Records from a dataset
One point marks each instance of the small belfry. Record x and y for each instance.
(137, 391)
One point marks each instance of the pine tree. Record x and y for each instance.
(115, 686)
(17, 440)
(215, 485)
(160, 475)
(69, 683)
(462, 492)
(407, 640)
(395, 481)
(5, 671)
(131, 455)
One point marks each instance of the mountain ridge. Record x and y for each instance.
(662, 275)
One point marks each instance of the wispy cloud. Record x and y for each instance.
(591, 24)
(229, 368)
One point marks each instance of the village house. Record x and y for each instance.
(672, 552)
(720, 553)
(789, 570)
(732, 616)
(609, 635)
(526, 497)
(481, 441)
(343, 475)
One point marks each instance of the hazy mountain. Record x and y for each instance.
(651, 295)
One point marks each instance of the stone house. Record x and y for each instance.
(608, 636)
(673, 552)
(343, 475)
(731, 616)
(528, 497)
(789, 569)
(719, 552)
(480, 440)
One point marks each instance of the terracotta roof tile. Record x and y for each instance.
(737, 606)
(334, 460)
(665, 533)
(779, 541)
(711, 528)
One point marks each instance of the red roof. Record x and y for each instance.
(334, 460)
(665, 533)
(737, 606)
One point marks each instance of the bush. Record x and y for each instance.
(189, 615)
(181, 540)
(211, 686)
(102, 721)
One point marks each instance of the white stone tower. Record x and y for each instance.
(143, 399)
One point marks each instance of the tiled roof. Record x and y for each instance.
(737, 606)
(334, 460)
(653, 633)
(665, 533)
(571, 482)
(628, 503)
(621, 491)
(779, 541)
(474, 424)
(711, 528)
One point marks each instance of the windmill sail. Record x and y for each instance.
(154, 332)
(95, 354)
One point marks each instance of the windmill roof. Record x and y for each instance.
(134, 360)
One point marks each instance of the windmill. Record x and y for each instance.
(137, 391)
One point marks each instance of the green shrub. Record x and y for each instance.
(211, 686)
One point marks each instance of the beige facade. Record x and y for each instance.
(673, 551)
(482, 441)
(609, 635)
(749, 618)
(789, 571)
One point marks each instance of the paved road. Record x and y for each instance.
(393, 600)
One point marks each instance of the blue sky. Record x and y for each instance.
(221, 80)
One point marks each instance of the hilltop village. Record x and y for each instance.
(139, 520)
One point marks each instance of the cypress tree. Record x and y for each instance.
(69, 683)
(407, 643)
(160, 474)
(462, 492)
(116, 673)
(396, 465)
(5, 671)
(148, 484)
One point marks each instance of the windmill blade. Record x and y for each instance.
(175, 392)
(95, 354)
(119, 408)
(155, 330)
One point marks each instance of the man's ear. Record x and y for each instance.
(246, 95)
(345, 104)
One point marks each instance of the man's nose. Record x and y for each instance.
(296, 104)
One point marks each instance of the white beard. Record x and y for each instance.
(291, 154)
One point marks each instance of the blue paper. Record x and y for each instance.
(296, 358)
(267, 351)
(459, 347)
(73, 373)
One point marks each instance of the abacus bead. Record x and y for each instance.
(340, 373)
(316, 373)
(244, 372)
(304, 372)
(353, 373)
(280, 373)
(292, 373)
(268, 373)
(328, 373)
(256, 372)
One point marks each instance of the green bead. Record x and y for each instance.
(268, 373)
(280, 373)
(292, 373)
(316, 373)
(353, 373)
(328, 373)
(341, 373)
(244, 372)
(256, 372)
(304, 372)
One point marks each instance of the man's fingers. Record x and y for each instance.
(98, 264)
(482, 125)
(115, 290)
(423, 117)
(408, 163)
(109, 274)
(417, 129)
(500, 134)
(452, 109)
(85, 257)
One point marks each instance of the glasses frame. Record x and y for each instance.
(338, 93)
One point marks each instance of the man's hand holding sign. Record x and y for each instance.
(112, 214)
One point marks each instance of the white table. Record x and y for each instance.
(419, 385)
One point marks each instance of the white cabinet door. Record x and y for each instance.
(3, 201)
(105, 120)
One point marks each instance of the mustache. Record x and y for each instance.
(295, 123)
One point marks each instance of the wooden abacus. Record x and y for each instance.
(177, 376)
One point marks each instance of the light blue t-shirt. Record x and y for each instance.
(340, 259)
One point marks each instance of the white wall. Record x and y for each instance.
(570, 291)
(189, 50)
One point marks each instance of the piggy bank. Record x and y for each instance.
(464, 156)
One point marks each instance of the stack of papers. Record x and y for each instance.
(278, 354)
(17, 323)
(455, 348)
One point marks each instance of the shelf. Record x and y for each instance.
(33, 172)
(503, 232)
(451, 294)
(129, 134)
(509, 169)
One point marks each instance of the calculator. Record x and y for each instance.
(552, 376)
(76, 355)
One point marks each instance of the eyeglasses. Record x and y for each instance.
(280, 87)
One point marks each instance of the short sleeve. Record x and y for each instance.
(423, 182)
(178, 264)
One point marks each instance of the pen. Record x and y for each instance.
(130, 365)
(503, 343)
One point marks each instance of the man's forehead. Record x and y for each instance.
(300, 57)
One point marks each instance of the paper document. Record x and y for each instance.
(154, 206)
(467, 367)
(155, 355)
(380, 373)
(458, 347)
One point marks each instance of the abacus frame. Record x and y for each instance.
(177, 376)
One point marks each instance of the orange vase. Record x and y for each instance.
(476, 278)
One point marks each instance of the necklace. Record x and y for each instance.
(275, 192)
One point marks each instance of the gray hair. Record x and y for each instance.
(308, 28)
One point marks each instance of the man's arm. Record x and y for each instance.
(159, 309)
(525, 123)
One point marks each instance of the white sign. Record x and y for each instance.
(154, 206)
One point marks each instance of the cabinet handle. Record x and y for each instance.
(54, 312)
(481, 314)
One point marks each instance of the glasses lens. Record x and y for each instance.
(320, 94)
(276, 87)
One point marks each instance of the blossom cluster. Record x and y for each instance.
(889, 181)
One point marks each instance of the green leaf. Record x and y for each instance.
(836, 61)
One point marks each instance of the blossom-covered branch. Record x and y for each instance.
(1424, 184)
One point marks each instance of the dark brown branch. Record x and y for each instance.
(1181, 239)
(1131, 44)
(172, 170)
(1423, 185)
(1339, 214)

## WORK ITEM
An identical copy of the entries above is the expected result.

## WRITTEN SOLUTION
One point marks each instance of the small belfry. Record x and y for each instance.
(137, 391)
One point marks each instance of the pine tree. Record x and y for each instance.
(115, 686)
(17, 440)
(215, 485)
(160, 475)
(69, 683)
(462, 492)
(407, 640)
(395, 481)
(5, 671)
(131, 455)
One point marks each instance of the mountain ridge. Record x and y for each instance.
(662, 275)
One point marks each instance of the wispy cloud. Record x and y for each instance.
(591, 24)
(229, 368)
One point marks each instance of the village house. Record x and y for each instance.
(672, 552)
(720, 553)
(789, 570)
(732, 616)
(609, 635)
(526, 497)
(481, 441)
(343, 475)
One point marks each instance of the hazy mountain. Record x and y for each instance.
(651, 295)
One point marks each instance of the stone house. Record x and y for each instance.
(608, 636)
(673, 552)
(343, 475)
(731, 616)
(528, 497)
(789, 569)
(719, 552)
(480, 440)
One point marks each instance of the terracotta roof tile. Record x and y for each instance.
(737, 606)
(334, 460)
(665, 533)
(779, 541)
(711, 528)
One point marks each instance of the red roof. Record x and y for each instance.
(334, 460)
(665, 533)
(737, 606)
One point marks each instance of the bush. Record x and y for each instance.
(189, 615)
(181, 540)
(211, 686)
(102, 721)
One point marks each instance of the white stone tower. Record x and y for each instance.
(143, 399)
One point marks each instance of the tiled roof. Record x and y for each instance.
(737, 606)
(334, 460)
(653, 633)
(665, 533)
(571, 482)
(628, 503)
(621, 491)
(779, 541)
(474, 424)
(711, 528)
One point marks each instance of the windmill sail. Record x and y for each instance.
(154, 332)
(95, 354)
One point marks each instance of the windmill roof. Record x and y for each instance.
(134, 360)
One point marks each instance of the windmill. Record x and y for each instance.
(137, 391)
One point marks each instance of the green shrub. Record x and y for each instance.
(211, 686)
One point marks each instance of the beige facade. Record x and y for each instance.
(673, 551)
(482, 441)
(609, 635)
(749, 618)
(789, 571)
One point marks each instance of the paved road. Record x and y for each instance.
(393, 600)
One point marks each instance of the blue sky. Record x and y for each instance.
(221, 80)
One point marks each instance of the hilltop village. Record x and y for each instance.
(139, 520)
One point marks each instance of the cypress tree. Record x and y for each instance.
(69, 683)
(407, 643)
(160, 474)
(462, 492)
(116, 673)
(396, 465)
(5, 671)
(148, 484)
One point marks each instance of the windmill blade. Record x and y for each instance.
(175, 392)
(95, 354)
(119, 408)
(155, 330)
One point marks each instance of the man's ear. Record x and y for each instance.
(246, 95)
(345, 104)
One point marks each instance of the man's nose. Record x and y for each instance.
(296, 104)
One point marks each instance of the white beard. Record x and y for each instance.
(291, 154)
One point marks each instance of the blue paper. Record x and y for each instance.
(296, 358)
(267, 351)
(459, 347)
(73, 373)
One point marks each instance of the abacus bead. Record x and y for each instance.
(340, 373)
(316, 373)
(244, 372)
(304, 372)
(353, 373)
(280, 373)
(292, 373)
(268, 373)
(328, 373)
(256, 372)
One point marks each instance of the green bead. Record x and y for each instance.
(268, 373)
(280, 373)
(292, 373)
(316, 373)
(353, 373)
(328, 373)
(341, 373)
(244, 372)
(256, 372)
(304, 372)
One point marks each instance of the man's fingers. Record x and y for each instance.
(98, 264)
(482, 125)
(115, 290)
(423, 117)
(408, 163)
(109, 274)
(417, 129)
(500, 134)
(452, 109)
(85, 257)
One point marks each instance of the glasses frame. Record x and y for each instance.
(338, 93)
One point marks each instance of the man's hand holding sign. Record x and y for each instance.
(112, 214)
One point marks each instance of the white table. Record x and y for each instance.
(419, 385)
One point marks each instance of the white cabinet door. Record x and y for each instance.
(3, 201)
(105, 120)
One point marks each instance of the mustache. Record x and y for each instance.
(295, 123)
One point marks each instance of the wooden abacus. Record x and y for each instance.
(177, 376)
One point marks each instance of the light blue t-shirt. Record x and y for each instance.
(340, 259)
One point marks each instance of the white wall. Record x and y for each instance.
(570, 291)
(189, 50)
One point marks each instance of the piggy bank. Record x and y for each instance.
(464, 156)
One point marks each instance of the stack of papers. Record x and y for each instance.
(278, 354)
(17, 323)
(455, 348)
One point marks each instance of the shelf. Record x and y for each instance.
(33, 172)
(503, 232)
(451, 294)
(129, 134)
(509, 169)
One point marks each instance of the calculator. Record x and y for each instance.
(552, 376)
(76, 355)
One point marks each instance of the eyeglasses. Record x and y for each instance.
(280, 87)
One point marks each instance of the short sleeve. Record x and y for each instance.
(423, 182)
(178, 264)
One point marks each instance of the pen. Record x and y for each instance.
(130, 365)
(503, 343)
One point marks each instance of the man's forehead. Record x and y for each instance.
(300, 57)
One point marks each instance of the paper document. Record x and y for each instance.
(154, 206)
(467, 367)
(155, 355)
(380, 373)
(458, 347)
One point marks each instance of the abacus frame. Record x and y for each instance.
(177, 376)
One point marks each instance of the orange vase. Record x and y for each instance.
(476, 278)
One point marks each instance of the necklace. Record x and y for each instance.
(275, 192)
One point marks each instance of the gray hair. Record x and y for each instance.
(308, 28)
One point marks each instance of the man's arm. Record x and y for each instance.
(159, 309)
(525, 123)
One point marks each instance of the white sign. Record x and y for each instance.
(154, 206)
One point marks each instance of the cabinet handle. Record x and y for each instance.
(54, 312)
(481, 314)
One point marks each instance of the glasses lens. Record x and y for each instance.
(320, 94)
(276, 87)
One point marks each instance of the blossom cluster. Record x and y for each instance.
(889, 181)
One point marks each instance of the green leaf. Record x and y for each instance.
(836, 61)
One point marks each instance of the blossom-covered branch. Record x and y for each instance.
(1424, 184)
One point marks each instance of the dark brown branch. Record x and y for each instance.
(1181, 239)
(1131, 44)
(172, 170)
(1423, 185)
(1339, 214)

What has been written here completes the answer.